BEGIN Provided records

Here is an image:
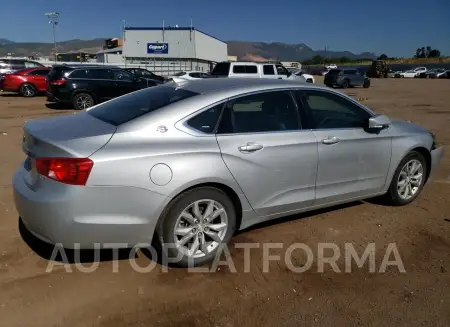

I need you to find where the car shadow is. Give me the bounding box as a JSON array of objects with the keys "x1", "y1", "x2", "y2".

END Provided records
BEGIN Provided records

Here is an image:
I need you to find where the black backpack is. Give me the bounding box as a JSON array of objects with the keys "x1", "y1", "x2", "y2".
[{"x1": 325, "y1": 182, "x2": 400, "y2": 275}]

END Provided records
BEGIN Provided records

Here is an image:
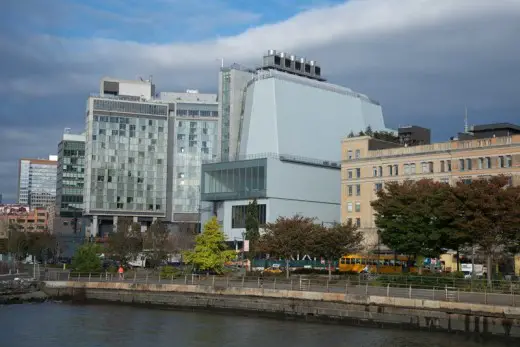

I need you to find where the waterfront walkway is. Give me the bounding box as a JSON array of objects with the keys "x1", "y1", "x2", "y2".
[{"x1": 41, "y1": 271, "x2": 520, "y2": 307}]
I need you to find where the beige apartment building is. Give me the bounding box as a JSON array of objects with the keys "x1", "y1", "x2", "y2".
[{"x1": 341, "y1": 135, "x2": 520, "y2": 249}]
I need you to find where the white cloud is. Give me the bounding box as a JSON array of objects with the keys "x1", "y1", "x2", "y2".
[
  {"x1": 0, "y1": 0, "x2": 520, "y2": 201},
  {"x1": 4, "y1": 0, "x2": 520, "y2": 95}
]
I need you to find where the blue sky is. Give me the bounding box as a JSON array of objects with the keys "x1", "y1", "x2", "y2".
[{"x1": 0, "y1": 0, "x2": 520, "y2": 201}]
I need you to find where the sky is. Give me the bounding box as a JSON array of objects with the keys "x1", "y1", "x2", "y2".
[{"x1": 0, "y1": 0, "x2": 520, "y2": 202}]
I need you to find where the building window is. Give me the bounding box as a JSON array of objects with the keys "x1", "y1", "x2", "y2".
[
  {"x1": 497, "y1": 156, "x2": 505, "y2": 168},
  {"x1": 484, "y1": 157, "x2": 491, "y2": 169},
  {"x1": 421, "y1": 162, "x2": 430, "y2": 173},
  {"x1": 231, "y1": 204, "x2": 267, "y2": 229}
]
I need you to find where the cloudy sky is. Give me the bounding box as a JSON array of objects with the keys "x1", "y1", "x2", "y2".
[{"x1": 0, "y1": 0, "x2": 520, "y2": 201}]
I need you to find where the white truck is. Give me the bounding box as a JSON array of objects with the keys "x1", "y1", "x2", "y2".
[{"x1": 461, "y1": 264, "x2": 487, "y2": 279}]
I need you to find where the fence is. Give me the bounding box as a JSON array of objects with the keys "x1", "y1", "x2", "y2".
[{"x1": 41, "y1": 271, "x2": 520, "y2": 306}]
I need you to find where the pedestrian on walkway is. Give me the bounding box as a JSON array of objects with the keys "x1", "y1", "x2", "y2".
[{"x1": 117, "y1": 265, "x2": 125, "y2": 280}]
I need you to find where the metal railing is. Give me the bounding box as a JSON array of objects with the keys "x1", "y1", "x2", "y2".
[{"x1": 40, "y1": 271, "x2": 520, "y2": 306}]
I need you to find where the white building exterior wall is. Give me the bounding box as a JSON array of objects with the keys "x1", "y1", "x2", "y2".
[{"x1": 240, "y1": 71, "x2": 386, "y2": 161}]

END Provided records

How many lines in the data above contain the string "building"? Reply with the number alone.

Task output: 3